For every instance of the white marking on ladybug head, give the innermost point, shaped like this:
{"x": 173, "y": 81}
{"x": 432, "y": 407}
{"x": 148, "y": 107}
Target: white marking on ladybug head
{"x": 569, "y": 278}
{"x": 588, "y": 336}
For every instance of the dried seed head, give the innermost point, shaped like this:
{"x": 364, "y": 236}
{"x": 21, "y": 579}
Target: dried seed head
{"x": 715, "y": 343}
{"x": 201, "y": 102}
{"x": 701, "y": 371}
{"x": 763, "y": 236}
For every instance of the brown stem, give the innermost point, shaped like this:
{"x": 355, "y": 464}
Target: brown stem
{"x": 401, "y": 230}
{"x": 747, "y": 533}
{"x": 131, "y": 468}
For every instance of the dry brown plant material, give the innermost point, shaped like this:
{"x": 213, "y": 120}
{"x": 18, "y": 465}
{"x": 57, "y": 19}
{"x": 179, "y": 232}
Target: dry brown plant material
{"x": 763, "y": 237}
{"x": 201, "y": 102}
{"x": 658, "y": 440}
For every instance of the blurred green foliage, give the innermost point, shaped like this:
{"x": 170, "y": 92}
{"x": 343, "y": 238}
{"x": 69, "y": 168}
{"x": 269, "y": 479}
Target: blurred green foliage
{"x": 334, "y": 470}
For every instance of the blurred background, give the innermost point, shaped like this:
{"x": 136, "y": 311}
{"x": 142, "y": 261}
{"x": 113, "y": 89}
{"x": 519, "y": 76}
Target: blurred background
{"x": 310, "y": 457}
§
• What you have to do:
Throughout the material above, find lines holding the word "give", then copy them.

• Exercise answer:
For every instance of the white marking on ladybug head, give the innermost point, shaped like this:
For every instance of the dried seed head, give the innermost point, shaped like this:
For every instance of the brown stem, give the innermost point, shaped like this:
For every instance of the dry brown plant material, give the innermost point, shaped like this:
For every instance of the blurred green foliage, give the innermost point, shaped like this:
For every instance of the blurred background, give the innermost point, shaped like this:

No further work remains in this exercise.